Anyway, that's how I see a mortal/X-blood in a DB political game.
 
Quite honestly, mortals/god-blooded have very little influence in DB politics compared to a proper Dragon Blooded. Hoping to rule behind the scenes is one thing, fearing discovery of one's heritage is another, one fits the theme of political dragon blood intrigue, the other not so much.


All those points aside, I go back to this one: Mechanical balance. I don't see a reason to needlessly complicate things by adding Fae mechanics to the mix, which can be a pain in the ass in a mixed game, keep it simple and elegant, Dragon Blooded game, stick to Dragon Bloods.
 
I really wouldn't want to add Fae mechanics to the system, they are basically an entirely different game.
 
Quite honestly, mortals/god-blooded have very little influence in DB politics compared to a proper Dragon Blooded.
That is one way to read the canon, but far from the only one. The head of the Spiral Academy is a mortal Sesus, the Gemstone patrician family can tell outcastes to sit down and shut up and get away with it, mortals are quite well entrenched in the carry trade, patricians carry out most of the actual farming on the Isle, and so on and so forth.
 
Scandinavian said:
Your brother ruling the world is not materially less dangerous for you if the other guys are competent.

※

* THE EXERCISE *
Extend the forum discussion above about mortals and god-blooded characters in Dragon-Blooded politics, picking up after its final line.

Extracted data entries:

※

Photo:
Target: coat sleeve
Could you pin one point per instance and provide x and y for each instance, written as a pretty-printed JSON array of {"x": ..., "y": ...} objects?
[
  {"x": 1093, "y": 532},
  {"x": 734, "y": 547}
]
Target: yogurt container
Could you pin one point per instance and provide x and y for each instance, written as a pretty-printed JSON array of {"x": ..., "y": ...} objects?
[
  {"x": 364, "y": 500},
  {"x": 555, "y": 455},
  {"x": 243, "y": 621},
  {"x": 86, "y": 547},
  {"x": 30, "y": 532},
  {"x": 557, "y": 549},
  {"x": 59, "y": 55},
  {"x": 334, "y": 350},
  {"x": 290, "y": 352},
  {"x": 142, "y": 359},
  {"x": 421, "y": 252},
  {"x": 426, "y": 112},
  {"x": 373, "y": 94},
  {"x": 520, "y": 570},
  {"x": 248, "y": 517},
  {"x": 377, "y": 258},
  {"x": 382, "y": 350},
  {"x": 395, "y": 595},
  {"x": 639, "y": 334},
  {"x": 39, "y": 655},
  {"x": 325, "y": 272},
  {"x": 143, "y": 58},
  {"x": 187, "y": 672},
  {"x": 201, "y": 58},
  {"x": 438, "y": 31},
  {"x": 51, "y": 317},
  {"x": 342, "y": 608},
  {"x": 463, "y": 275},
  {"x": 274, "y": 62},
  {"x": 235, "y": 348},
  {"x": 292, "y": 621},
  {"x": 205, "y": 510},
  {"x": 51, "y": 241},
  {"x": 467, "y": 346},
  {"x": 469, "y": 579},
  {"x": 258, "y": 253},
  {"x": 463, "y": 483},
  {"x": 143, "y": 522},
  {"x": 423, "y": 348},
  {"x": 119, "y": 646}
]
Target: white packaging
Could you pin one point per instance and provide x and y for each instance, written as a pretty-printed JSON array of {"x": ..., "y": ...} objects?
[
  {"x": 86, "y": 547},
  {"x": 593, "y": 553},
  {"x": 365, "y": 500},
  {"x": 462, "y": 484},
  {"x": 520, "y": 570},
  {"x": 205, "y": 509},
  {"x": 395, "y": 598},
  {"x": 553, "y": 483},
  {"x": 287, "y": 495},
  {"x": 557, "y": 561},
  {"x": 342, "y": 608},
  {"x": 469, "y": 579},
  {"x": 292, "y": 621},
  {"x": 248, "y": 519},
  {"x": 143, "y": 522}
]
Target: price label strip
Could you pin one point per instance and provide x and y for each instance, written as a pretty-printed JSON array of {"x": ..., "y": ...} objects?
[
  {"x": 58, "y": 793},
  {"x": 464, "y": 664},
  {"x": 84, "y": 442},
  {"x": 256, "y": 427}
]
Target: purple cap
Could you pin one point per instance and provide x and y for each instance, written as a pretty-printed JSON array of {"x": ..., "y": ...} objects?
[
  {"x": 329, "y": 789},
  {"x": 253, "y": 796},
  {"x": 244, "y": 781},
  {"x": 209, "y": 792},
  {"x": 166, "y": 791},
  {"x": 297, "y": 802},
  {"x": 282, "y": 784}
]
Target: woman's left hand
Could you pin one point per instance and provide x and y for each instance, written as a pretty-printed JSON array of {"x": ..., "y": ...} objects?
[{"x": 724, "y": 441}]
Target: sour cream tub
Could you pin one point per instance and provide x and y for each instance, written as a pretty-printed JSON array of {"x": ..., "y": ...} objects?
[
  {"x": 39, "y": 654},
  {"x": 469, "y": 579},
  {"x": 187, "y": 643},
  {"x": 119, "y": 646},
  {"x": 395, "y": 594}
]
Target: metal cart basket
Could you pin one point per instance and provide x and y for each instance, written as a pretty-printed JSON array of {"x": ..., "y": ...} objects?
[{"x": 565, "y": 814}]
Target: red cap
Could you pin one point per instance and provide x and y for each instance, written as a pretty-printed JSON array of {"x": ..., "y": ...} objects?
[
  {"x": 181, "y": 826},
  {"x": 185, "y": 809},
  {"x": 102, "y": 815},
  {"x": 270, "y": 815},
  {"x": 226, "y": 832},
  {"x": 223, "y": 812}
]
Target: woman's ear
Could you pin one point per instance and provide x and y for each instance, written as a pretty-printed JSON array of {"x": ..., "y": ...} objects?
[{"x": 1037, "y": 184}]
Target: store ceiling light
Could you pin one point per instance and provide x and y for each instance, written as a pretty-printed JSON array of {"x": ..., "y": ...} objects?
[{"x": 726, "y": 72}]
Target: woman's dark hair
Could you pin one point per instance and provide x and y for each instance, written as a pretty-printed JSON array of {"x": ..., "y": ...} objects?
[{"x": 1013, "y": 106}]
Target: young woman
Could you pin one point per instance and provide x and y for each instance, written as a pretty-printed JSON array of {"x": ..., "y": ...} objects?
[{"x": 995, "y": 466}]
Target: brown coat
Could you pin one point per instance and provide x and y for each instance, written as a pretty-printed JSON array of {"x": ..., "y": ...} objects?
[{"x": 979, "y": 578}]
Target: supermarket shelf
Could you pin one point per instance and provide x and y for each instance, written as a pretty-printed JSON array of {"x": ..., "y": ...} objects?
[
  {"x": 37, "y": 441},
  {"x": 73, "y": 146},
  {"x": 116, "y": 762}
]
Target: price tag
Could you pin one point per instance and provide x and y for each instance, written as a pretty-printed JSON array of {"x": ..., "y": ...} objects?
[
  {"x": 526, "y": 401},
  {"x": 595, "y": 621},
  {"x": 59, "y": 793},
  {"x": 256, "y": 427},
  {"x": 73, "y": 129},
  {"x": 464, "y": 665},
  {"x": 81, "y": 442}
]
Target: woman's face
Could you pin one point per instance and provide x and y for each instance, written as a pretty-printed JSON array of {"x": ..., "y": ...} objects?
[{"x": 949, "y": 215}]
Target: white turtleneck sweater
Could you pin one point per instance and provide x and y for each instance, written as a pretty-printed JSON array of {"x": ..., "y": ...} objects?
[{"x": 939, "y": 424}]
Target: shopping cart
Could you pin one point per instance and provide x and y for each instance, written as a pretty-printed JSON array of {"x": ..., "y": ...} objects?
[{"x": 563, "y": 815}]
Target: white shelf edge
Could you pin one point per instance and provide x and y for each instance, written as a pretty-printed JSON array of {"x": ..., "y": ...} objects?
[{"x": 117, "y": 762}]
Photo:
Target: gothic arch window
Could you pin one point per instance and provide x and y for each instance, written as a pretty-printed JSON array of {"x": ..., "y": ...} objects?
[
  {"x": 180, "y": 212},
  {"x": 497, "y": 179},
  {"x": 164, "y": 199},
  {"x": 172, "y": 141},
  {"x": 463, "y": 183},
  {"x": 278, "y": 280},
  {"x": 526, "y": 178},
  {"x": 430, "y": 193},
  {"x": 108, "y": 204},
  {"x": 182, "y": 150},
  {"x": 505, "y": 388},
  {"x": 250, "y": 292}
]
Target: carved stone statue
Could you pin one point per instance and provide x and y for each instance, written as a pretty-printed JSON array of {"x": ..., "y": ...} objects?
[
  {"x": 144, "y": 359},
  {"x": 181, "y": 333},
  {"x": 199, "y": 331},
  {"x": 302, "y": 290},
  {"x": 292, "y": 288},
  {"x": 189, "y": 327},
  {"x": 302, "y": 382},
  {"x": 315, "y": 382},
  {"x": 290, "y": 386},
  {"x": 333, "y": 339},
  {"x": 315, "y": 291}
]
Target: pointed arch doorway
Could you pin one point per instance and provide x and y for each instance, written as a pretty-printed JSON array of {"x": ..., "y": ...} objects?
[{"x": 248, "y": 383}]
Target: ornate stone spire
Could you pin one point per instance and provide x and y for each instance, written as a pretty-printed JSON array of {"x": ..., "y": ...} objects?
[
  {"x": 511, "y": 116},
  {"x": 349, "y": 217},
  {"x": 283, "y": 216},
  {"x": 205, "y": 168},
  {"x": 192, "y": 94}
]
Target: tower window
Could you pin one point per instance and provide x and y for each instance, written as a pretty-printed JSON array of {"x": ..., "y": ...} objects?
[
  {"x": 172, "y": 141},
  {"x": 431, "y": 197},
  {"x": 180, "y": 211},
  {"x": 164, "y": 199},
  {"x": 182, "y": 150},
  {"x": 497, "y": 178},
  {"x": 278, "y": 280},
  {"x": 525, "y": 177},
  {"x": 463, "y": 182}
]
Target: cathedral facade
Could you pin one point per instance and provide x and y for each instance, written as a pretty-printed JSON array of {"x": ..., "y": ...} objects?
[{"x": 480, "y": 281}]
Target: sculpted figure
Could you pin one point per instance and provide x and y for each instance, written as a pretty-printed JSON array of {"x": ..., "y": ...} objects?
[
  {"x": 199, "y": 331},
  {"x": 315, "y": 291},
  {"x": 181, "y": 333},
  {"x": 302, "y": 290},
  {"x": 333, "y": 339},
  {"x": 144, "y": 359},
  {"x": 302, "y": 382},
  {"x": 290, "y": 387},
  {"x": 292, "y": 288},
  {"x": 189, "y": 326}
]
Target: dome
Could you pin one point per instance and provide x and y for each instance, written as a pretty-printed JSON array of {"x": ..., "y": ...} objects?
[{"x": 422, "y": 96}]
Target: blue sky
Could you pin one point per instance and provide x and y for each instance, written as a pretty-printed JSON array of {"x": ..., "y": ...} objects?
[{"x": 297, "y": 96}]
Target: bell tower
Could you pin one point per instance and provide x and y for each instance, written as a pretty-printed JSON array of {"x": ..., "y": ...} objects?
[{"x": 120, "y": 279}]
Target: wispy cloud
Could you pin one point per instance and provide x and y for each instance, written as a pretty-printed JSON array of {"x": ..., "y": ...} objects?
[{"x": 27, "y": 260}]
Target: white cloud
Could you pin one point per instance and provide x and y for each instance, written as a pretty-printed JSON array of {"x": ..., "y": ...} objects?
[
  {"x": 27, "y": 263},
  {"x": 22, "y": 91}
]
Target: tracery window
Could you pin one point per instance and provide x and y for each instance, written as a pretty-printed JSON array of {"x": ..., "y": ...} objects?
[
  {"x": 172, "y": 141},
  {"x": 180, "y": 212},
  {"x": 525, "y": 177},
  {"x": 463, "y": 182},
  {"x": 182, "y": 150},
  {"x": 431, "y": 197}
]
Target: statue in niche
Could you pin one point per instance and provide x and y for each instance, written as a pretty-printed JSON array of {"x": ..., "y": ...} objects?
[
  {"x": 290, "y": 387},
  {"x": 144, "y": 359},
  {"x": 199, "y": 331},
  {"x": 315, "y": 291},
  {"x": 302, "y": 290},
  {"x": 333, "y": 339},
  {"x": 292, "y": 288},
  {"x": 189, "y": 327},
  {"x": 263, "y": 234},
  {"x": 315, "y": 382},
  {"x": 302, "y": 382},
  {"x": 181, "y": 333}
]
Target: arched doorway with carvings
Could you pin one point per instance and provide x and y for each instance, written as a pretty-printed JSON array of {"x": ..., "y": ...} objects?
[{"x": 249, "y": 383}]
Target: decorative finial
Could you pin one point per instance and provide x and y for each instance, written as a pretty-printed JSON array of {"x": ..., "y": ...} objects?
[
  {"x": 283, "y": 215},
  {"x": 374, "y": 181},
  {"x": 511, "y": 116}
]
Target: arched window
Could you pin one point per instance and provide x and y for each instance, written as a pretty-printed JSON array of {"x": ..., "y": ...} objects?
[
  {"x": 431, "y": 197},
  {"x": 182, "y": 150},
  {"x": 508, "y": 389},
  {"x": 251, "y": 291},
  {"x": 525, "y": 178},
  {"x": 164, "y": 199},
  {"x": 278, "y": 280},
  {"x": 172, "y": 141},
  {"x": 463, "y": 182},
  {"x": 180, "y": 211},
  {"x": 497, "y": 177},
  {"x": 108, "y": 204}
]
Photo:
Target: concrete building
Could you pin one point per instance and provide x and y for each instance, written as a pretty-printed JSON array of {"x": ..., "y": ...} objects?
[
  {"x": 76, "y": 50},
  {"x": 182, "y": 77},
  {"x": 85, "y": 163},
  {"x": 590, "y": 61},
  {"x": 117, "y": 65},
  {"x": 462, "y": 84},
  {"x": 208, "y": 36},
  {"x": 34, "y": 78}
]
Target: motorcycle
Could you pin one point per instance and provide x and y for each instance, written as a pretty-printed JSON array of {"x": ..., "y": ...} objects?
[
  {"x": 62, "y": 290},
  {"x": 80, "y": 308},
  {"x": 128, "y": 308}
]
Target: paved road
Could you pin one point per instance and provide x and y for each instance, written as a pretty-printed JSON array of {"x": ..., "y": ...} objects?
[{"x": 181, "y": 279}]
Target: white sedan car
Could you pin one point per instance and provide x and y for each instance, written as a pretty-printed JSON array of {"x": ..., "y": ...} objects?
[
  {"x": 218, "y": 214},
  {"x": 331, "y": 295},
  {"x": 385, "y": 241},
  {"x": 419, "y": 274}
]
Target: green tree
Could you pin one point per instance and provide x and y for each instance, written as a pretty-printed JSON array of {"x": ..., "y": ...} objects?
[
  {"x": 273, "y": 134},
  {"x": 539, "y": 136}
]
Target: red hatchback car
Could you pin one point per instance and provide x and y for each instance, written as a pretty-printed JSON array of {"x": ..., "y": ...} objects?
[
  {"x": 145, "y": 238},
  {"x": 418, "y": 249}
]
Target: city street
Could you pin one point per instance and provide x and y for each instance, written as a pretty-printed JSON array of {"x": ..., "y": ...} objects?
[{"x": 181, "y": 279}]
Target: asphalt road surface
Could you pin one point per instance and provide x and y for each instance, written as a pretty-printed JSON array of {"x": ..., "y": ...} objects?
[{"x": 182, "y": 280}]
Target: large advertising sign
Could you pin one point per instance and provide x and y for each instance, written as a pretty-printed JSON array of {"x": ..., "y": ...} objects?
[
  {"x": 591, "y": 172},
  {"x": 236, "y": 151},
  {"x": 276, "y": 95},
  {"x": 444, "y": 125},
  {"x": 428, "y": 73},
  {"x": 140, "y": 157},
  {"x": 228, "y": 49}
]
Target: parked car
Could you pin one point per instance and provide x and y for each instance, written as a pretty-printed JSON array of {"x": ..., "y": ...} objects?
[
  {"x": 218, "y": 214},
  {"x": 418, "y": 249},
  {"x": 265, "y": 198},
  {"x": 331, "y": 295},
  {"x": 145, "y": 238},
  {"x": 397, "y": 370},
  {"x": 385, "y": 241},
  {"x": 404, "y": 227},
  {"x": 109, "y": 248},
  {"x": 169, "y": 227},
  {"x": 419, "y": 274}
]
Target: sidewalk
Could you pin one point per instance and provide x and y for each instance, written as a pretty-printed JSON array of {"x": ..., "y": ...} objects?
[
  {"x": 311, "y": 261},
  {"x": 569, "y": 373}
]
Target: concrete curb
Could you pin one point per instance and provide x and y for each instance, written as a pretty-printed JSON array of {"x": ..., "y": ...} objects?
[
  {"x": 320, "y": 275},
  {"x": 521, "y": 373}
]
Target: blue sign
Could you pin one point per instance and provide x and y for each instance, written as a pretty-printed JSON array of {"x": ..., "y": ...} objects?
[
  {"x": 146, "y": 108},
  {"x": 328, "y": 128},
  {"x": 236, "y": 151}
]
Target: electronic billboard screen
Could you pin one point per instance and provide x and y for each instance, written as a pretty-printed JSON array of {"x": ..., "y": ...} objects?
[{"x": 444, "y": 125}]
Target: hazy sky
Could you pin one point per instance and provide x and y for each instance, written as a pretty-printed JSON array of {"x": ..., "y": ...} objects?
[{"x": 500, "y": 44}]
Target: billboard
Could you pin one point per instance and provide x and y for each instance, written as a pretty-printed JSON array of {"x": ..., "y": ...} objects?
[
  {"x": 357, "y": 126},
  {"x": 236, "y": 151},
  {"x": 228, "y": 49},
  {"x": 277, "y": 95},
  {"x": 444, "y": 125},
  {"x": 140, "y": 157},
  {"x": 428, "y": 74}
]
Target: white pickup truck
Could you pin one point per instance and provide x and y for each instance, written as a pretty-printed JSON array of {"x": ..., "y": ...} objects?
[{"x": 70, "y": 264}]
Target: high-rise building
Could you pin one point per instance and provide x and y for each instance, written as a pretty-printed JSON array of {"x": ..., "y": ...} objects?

※

* IN RESPONSE *
Nonetheless. The fear of not exalting, and what becomes of you if you don't, if a part of DB society. So is the threat of the nebulous "other", the other supernatural creatures in the world who all the good exalts of the realm must hate and fear. I think those are good concepts to introduce in a character.
 
Scandinavian said:
That is one way to read the canon, but far from the only one. The head of the Spiral Academy is a mortal Sesus, the Gemstone patrician family can tell outcastes to sit down and shut up and get away with it, mortals are quite well entrenched in the carry trade, patricians carry out most of the actual farming on the Isle, and so on and so forth.
True, there are particular cases and exceptions like in most cases, but given that everyone is playing with starting characters, and between the option of a mortal/god-blood and a Dragon Blood, realistically within the setting who gets the greatest benefits and potential for growth (charms, sorcery, influence, positions of power) from the two?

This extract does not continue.